▸ Written instruction: Copy the lines below, swapping "exercise" for "task" everywhere it occurs and keeping everything else the same.

▸ Exercise materials:
=======
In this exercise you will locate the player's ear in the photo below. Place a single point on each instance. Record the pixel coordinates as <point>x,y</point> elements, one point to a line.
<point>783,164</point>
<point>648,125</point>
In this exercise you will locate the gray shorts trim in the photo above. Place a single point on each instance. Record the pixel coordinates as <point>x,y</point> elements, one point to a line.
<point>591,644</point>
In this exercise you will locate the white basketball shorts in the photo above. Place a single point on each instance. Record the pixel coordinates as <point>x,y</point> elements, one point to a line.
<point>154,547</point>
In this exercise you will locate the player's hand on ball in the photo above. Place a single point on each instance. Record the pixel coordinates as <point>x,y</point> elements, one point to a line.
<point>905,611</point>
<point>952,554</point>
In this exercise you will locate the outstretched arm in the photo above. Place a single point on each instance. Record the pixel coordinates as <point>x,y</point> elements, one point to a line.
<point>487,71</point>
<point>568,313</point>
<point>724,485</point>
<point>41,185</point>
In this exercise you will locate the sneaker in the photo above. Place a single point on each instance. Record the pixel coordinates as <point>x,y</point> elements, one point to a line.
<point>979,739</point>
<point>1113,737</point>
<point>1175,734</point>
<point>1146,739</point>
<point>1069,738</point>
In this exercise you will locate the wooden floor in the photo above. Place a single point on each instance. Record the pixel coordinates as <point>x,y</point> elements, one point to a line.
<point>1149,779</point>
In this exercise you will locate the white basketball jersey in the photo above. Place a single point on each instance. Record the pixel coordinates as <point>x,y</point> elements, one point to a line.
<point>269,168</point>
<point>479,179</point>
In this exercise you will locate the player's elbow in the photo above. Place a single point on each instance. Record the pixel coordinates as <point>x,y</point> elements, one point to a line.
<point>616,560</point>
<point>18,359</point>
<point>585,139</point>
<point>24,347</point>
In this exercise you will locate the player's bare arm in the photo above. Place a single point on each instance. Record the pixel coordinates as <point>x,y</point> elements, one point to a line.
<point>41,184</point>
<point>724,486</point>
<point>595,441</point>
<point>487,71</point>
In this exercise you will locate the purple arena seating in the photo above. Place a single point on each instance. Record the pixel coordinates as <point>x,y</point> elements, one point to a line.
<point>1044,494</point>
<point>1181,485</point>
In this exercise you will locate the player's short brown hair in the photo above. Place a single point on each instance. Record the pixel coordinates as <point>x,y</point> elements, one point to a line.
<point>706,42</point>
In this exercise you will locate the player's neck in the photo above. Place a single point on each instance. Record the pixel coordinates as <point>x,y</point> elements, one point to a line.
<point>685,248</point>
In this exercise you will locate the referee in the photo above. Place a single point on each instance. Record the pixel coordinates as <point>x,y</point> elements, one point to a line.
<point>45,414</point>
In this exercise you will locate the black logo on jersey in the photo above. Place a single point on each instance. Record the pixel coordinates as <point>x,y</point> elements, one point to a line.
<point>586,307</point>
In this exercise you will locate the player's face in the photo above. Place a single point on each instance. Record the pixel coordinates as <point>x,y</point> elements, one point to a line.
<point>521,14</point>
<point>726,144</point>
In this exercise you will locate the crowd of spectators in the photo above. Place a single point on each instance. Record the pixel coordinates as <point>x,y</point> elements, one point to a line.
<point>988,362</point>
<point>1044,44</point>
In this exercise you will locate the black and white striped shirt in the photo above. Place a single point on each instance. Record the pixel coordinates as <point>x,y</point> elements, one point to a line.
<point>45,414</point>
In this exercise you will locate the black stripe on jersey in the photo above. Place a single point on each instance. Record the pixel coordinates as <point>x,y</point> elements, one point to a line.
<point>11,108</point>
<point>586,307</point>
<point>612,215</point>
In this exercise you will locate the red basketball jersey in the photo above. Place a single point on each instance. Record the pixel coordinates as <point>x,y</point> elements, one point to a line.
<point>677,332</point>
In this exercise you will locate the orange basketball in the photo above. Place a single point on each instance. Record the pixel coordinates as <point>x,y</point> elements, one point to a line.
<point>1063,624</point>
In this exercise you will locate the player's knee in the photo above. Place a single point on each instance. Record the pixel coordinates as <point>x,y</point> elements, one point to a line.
=======
▸ Exercise solution:
In this task you will locate the player's ear in the photo below. Place a single point on each instance. Record the pixel coordinates as <point>x,y</point> elements, one point to a line.
<point>783,164</point>
<point>648,125</point>
In this task you will locate the gray shorts trim in the photo above. Place a single point on each instance. Record the pixel coordinates as <point>x,y</point> elements, one point to a line.
<point>591,644</point>
In this task you will locate the white basketball shorts in the photo above. Place a single point on each instance. Record the pixel coordinates as <point>x,y</point> elements, one point to a line.
<point>154,547</point>
In this task you will locate the player's hand on ball in the photo above. Place a single point on each instance. Record the pixel coordinates as <point>x,y</point> elements, one point to a line.
<point>905,611</point>
<point>952,554</point>
In this task you will locate the outstretched arm in the photo above. Place a single point on each instance. Record the pixel coordinates as <point>x,y</point> elements, one point to a line.
<point>487,71</point>
<point>568,313</point>
<point>724,485</point>
<point>41,185</point>
In this task you will locate the sneaker in the photo above. Place a single point on each instance. Record the pixel coordinates as <point>x,y</point> elements, one point to a line.
<point>979,739</point>
<point>1113,737</point>
<point>1175,734</point>
<point>1146,739</point>
<point>1069,738</point>
In this task you will locate the wooden floor in the photo above. Place a single point on each instance. Record the pixel coordinates as <point>x,y</point> elements, one point to a line.
<point>1149,779</point>
In this task you will locate the white basketball jersey in the photo above. Place a single point on each instance. Record the pixel coordinates as <point>x,y</point> elements, one point to a line.
<point>269,168</point>
<point>479,179</point>
In this task you will locate the player's elbow in the photo above. Place a single point on each instance. Record the pixel coordinates as <point>x,y</point> elements, one point to a line.
<point>616,560</point>
<point>18,359</point>
<point>585,139</point>
<point>24,347</point>
In this task you will locate the player's bare arm in the photo above. Place a single point on each instance. Record the pixel coordinates as <point>x,y</point> elements, one point to a line.
<point>41,184</point>
<point>724,486</point>
<point>595,441</point>
<point>487,71</point>
In this task you will locate the purple arena seating in the photo above. Place a single point on each instance. Record the pixel coordinates as <point>x,y</point> elements, one point to a line.
<point>1044,494</point>
<point>1181,485</point>
In this task you will locate the player's short brown hair in the photo above. Place a single point on each instance. Record the pixel coordinates as <point>x,y</point> elements, one point to a line.
<point>706,42</point>
In this task you will locate the player's neck in the photo above. Place a single point on each instance. Record the pixel coordinates as <point>x,y</point> elements, one point to a line.
<point>685,248</point>
In this task you will locate the referee in the photo above. Place a single point on each instance. Record the pixel coordinates as <point>x,y</point> elements, one point to a line.
<point>45,414</point>
In this task you will locate the black logo on jersey in the photo above. Place a single point on each instance. Record the pixel coordinates as <point>x,y</point> elements, one point to a line.
<point>586,307</point>
In this task you will locate the player's face in the photo above. Place a single point on each instance. Record the pixel coordinates as <point>x,y</point> elements, one point to a line.
<point>521,14</point>
<point>726,144</point>
In this task you will locate the crowd of spectators in the photo above. Place a single point on each instance. Record the pixel coordinates as <point>x,y</point> elements, one point to a line.
<point>988,362</point>
<point>1044,44</point>
In this task you will locate the black and white striped shirt in the photo above. Place a single point on each instance. Record the pixel coordinates as <point>x,y</point> elements, one point to a line.
<point>45,414</point>
In this task you will locate the black stripe on jersey in the photo above. Place a single point on each instance. Record the pixel coordinates as <point>x,y</point> elements, one point to a line.
<point>11,108</point>
<point>586,307</point>
<point>612,215</point>
In this task you will locate the red basketball jersey in the photo above. Place a single point on each instance. Record the pixel coordinates as <point>x,y</point> elements, one point to a line.
<point>677,332</point>
In this task you will locate the orange basketball in the photo above. Place a single point on each instance. Record the pixel coordinates as <point>x,y</point> elements, one point to a line.
<point>1063,624</point>
In this task you will locate the player's knee in the photo above. Place a single point on each instance. Record the pixel coordinates as <point>x,y</point> elements, one point to a line.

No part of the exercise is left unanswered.